MATERIAL FOR THIS EXERCISE =>
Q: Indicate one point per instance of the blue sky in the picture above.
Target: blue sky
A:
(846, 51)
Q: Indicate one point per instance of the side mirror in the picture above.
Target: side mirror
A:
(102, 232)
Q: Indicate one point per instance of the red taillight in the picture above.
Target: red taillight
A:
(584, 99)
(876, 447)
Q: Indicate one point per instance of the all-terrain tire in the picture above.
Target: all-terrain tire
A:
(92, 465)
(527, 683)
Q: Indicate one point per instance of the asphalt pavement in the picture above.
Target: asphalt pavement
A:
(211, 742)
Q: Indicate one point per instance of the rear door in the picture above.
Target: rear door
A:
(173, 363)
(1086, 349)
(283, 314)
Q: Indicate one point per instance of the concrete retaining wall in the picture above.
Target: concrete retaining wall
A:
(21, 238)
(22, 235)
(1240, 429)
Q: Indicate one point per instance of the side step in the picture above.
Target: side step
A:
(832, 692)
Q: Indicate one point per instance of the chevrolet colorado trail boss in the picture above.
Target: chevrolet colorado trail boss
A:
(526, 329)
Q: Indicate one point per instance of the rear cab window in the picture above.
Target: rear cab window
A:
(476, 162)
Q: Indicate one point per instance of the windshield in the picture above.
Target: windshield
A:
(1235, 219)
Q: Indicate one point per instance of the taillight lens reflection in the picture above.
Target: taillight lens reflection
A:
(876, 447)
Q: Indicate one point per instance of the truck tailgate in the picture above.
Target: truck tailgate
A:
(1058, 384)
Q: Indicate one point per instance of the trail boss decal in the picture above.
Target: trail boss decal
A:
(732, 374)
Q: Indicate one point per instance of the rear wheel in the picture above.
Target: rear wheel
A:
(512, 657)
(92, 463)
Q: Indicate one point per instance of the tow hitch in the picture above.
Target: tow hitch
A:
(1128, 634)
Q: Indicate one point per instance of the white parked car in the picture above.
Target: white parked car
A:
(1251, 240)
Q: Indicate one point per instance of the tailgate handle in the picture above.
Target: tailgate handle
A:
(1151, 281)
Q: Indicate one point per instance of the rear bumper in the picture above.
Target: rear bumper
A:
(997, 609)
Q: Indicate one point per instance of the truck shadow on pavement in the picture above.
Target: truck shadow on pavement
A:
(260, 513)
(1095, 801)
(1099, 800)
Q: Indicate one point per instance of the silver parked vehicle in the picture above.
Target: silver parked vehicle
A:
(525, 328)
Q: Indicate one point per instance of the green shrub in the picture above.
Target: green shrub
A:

WHAT NEEDS TO BE DONE =>
Update the part of the rows that opens with the line containing "Q: Indicate one point per instance of the windshield" and closes with the line containing "(1058, 384)" by replacing "truck tailgate" with "pickup tailgate", and change nothing else. Output only those lines.

RESULT OF THIS TASK =>
Q: Indicate one point per instance of the windshield in the picture above.
Target: windshield
A:
(1235, 219)
Q: Indicate one point per instance of the taillight lens reflection in the picture above.
Target: taillight lens reflection
A:
(876, 447)
Q: Indicate one point per instance of the pickup tailgate in the picture above.
Target: pickup tailgate
A:
(1058, 384)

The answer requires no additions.